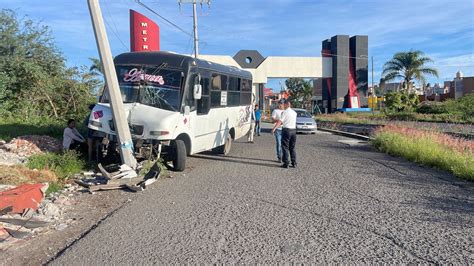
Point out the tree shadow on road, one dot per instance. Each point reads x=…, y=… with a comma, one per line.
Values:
x=233, y=159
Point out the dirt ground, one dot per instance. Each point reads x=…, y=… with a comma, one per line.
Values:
x=86, y=213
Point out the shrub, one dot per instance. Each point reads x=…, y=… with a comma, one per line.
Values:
x=428, y=148
x=401, y=102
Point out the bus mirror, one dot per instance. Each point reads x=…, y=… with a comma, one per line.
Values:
x=197, y=91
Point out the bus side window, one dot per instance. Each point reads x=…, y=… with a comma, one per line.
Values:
x=203, y=103
x=189, y=100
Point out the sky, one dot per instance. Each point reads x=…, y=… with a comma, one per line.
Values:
x=443, y=30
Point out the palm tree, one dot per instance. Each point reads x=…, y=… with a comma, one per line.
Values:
x=408, y=66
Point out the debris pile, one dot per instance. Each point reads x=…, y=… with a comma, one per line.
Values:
x=117, y=177
x=25, y=212
x=18, y=149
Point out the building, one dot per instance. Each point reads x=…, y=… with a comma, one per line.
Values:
x=460, y=86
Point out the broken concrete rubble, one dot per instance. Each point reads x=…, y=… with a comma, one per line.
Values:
x=16, y=228
x=118, y=177
x=19, y=149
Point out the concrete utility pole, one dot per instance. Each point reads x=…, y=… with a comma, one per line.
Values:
x=124, y=137
x=196, y=39
x=373, y=89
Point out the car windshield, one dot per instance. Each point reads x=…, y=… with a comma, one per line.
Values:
x=303, y=114
x=152, y=86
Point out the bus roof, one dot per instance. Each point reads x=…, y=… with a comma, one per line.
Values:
x=177, y=61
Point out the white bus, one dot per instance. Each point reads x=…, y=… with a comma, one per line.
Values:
x=188, y=105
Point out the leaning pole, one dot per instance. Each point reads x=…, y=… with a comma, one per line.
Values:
x=124, y=137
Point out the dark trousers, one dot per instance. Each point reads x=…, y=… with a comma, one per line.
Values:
x=288, y=142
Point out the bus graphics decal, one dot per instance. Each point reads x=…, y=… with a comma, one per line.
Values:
x=135, y=75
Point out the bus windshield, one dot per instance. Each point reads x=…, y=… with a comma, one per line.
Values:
x=152, y=86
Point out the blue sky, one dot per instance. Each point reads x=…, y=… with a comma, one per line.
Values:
x=444, y=30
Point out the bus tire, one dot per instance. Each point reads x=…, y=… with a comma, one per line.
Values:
x=179, y=155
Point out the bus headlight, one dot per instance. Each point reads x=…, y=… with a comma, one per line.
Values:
x=95, y=123
x=159, y=133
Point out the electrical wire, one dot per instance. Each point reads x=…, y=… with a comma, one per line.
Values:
x=163, y=18
x=115, y=32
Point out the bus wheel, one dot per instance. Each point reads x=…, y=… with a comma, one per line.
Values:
x=227, y=145
x=179, y=155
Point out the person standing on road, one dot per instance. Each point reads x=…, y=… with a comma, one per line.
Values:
x=252, y=126
x=288, y=138
x=258, y=117
x=276, y=116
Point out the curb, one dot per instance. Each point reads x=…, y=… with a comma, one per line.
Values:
x=345, y=134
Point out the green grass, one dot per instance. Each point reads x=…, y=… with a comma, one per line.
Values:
x=63, y=165
x=426, y=151
x=13, y=127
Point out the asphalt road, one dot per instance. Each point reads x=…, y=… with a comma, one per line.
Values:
x=345, y=203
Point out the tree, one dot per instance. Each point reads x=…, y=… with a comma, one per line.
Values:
x=96, y=76
x=34, y=78
x=408, y=66
x=300, y=92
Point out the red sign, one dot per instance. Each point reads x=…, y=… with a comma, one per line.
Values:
x=144, y=33
x=98, y=114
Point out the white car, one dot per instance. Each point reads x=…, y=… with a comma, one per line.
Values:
x=305, y=122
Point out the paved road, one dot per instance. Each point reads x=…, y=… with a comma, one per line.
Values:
x=345, y=203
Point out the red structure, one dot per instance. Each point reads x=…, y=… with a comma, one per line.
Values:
x=144, y=33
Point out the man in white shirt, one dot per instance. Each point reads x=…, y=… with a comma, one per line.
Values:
x=288, y=138
x=71, y=137
x=276, y=116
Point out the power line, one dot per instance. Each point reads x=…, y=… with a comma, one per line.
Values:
x=115, y=32
x=163, y=18
x=346, y=56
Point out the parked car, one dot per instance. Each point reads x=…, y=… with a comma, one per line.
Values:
x=305, y=122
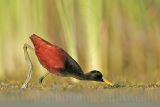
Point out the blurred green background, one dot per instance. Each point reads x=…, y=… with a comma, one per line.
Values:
x=121, y=38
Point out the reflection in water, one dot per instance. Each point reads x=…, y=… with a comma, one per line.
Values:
x=131, y=97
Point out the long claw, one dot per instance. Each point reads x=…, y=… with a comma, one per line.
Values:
x=29, y=64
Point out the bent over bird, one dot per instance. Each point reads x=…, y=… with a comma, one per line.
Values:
x=57, y=62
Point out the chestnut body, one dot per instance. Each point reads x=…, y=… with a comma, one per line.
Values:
x=55, y=59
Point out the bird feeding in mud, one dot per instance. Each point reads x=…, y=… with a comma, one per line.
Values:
x=57, y=62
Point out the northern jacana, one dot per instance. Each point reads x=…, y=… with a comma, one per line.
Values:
x=57, y=62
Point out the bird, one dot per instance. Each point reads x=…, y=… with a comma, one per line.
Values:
x=58, y=62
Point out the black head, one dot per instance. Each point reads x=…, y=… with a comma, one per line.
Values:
x=95, y=76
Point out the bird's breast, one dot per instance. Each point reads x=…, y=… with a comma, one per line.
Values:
x=51, y=57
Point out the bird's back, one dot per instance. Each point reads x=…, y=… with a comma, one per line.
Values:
x=55, y=59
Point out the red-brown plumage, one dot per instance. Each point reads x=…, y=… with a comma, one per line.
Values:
x=50, y=56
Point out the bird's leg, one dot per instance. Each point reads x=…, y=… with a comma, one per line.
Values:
x=42, y=78
x=29, y=64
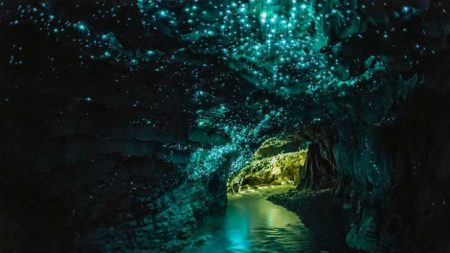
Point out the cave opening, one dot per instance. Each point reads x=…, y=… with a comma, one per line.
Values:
x=276, y=163
x=127, y=124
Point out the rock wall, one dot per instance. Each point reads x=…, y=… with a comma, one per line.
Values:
x=90, y=162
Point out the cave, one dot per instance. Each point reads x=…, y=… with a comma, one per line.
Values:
x=166, y=126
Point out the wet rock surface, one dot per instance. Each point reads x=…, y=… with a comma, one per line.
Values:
x=122, y=120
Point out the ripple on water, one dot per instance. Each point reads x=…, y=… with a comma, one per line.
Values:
x=253, y=224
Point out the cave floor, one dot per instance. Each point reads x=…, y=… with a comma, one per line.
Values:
x=251, y=223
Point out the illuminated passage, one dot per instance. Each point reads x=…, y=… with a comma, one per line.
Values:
x=253, y=224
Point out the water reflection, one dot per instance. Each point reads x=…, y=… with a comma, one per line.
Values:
x=253, y=224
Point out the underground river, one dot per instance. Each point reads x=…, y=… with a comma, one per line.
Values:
x=251, y=223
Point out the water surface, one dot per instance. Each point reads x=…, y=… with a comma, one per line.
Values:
x=253, y=224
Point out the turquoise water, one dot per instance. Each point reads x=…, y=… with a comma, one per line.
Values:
x=253, y=224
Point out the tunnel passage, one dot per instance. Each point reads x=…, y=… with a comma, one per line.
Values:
x=295, y=160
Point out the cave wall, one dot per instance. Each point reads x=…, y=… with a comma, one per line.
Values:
x=392, y=153
x=111, y=112
x=93, y=158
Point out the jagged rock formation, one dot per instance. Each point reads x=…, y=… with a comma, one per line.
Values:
x=117, y=114
x=278, y=161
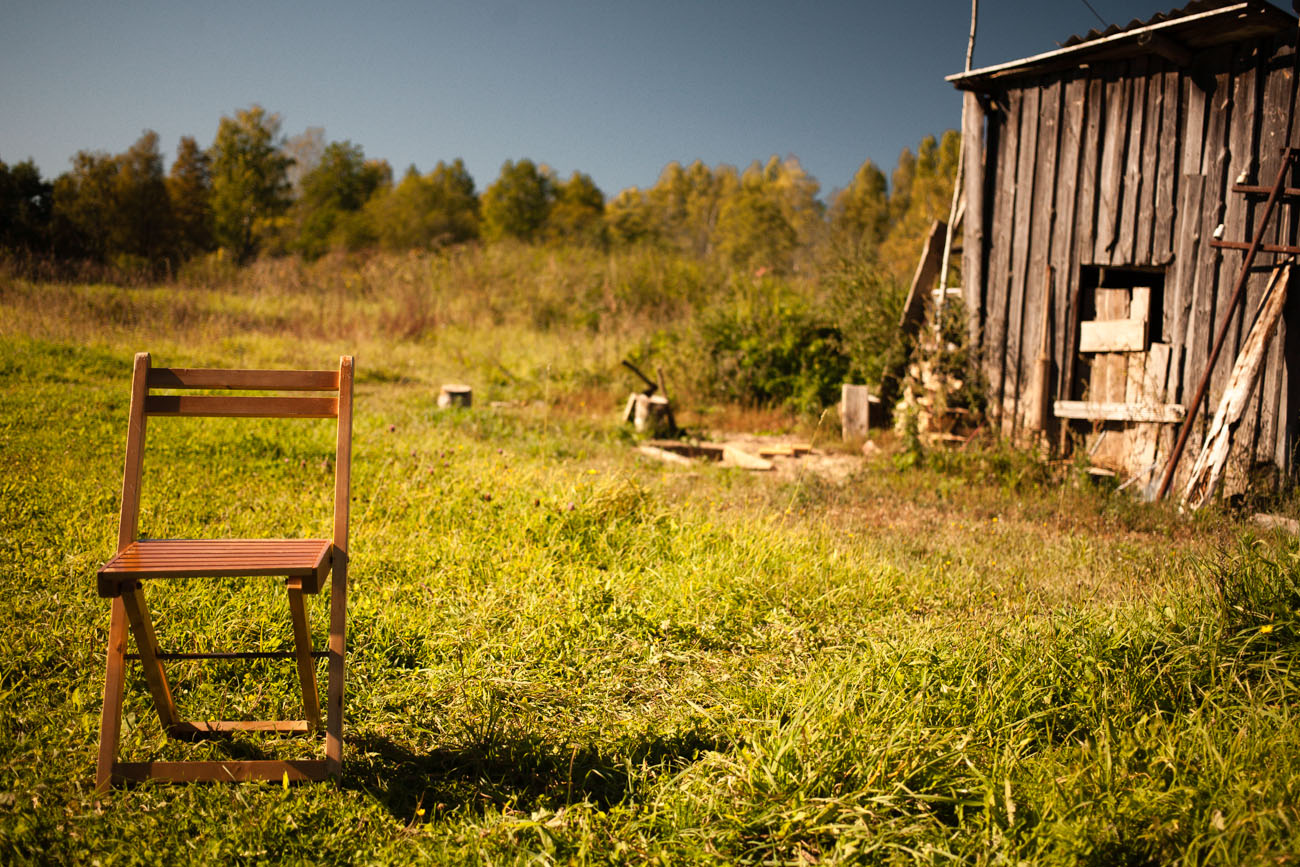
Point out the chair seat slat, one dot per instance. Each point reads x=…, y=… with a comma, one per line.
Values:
x=226, y=558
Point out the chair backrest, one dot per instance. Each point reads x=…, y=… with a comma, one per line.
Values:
x=147, y=378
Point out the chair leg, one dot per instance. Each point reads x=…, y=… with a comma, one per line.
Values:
x=115, y=683
x=147, y=642
x=337, y=646
x=303, y=653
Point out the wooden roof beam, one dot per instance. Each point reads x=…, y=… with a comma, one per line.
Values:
x=1170, y=50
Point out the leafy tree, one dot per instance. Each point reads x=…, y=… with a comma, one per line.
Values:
x=577, y=213
x=141, y=208
x=793, y=191
x=689, y=202
x=629, y=219
x=83, y=207
x=427, y=211
x=333, y=194
x=250, y=186
x=900, y=186
x=518, y=203
x=753, y=233
x=190, y=193
x=306, y=151
x=26, y=202
x=859, y=215
x=923, y=189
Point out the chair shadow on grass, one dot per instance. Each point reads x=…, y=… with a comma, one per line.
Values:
x=519, y=770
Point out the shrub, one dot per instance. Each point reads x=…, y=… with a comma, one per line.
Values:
x=770, y=347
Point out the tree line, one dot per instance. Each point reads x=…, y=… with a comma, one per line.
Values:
x=254, y=191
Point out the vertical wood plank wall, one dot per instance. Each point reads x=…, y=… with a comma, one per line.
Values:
x=1131, y=164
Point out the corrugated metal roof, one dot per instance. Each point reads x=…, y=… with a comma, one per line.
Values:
x=1179, y=35
x=1190, y=9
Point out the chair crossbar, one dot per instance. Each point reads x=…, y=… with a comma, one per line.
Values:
x=269, y=770
x=243, y=380
x=233, y=654
x=228, y=407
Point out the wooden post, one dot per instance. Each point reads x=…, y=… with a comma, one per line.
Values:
x=1043, y=369
x=854, y=411
x=455, y=395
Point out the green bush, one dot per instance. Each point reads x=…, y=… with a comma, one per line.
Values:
x=768, y=347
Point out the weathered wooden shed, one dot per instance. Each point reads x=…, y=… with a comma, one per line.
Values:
x=1103, y=181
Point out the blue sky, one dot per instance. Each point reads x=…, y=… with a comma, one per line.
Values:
x=614, y=89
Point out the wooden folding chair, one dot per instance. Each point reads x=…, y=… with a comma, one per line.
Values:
x=303, y=563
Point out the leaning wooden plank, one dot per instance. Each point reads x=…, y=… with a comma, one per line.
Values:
x=294, y=771
x=224, y=407
x=1096, y=411
x=1209, y=464
x=1114, y=336
x=243, y=380
x=1183, y=290
x=1031, y=124
x=973, y=226
x=924, y=277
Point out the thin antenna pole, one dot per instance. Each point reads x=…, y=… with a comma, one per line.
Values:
x=957, y=186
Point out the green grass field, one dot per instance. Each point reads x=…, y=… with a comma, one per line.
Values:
x=564, y=653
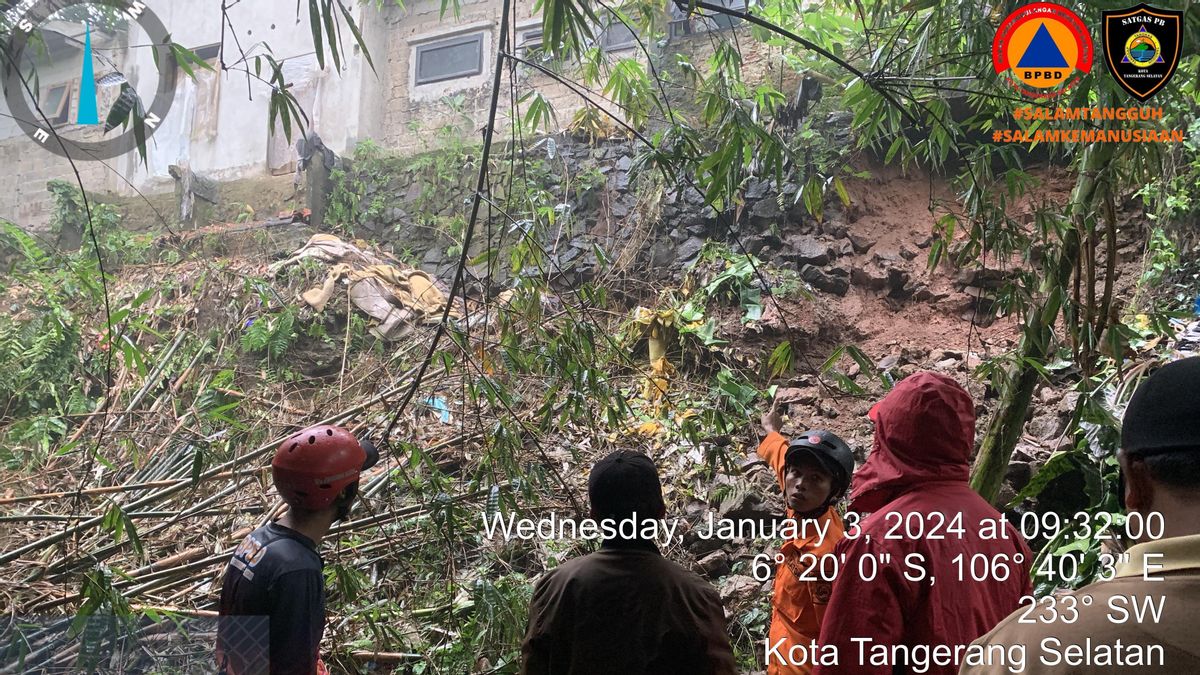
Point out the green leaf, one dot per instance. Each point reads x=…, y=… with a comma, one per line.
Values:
x=1059, y=464
x=331, y=34
x=813, y=197
x=780, y=360
x=841, y=191
x=358, y=34
x=318, y=40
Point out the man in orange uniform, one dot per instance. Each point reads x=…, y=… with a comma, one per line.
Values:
x=814, y=471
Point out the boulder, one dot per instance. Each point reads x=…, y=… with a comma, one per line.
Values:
x=888, y=362
x=826, y=282
x=689, y=249
x=862, y=243
x=870, y=276
x=739, y=587
x=715, y=565
x=757, y=189
x=1045, y=428
x=805, y=249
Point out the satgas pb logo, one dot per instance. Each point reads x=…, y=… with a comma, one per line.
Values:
x=1141, y=47
x=61, y=36
x=1043, y=48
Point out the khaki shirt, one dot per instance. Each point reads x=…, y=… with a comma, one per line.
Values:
x=1098, y=629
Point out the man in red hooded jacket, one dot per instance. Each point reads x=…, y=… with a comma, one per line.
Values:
x=946, y=567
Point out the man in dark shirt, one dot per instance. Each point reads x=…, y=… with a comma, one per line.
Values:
x=273, y=597
x=625, y=609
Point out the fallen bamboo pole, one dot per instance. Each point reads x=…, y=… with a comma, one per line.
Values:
x=9, y=556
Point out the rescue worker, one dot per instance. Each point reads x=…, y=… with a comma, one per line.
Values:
x=1159, y=463
x=900, y=602
x=625, y=609
x=273, y=596
x=814, y=471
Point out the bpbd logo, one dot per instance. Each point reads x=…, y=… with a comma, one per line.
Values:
x=126, y=109
x=1143, y=47
x=1043, y=48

> [PROBLEM TO WORK ON]
Please copy out the lines of the material above, from the line containing "Point out the bird's breast, one" through the line containing "x=90, y=162", both included, without the pictures.

> [FINAL ANSWER]
Point out the bird's breast, one dot per instance. Each point reads x=…, y=… with a comma, one per line.
Values:
x=51, y=57
Point out the bird's back, one dot per instance. Each point reads x=…, y=… with a comma, one per line.
Values:
x=55, y=59
Point out the red-brown plumage, one dot per instance. Each point reads x=…, y=… with a comma, one per line.
Values:
x=50, y=56
Point out the bird's leg, one dot per instance. Each point reads x=…, y=… with a comma, one per line.
Values:
x=42, y=78
x=29, y=64
Point out the cave opening, one dot per instance. Each point reads x=…, y=… with a comma, one per line.
Values:
x=276, y=163
x=127, y=124
Point out the rock wall, one dot per instance. Each point reads x=…, y=… with a comma, one per line.
Values:
x=90, y=162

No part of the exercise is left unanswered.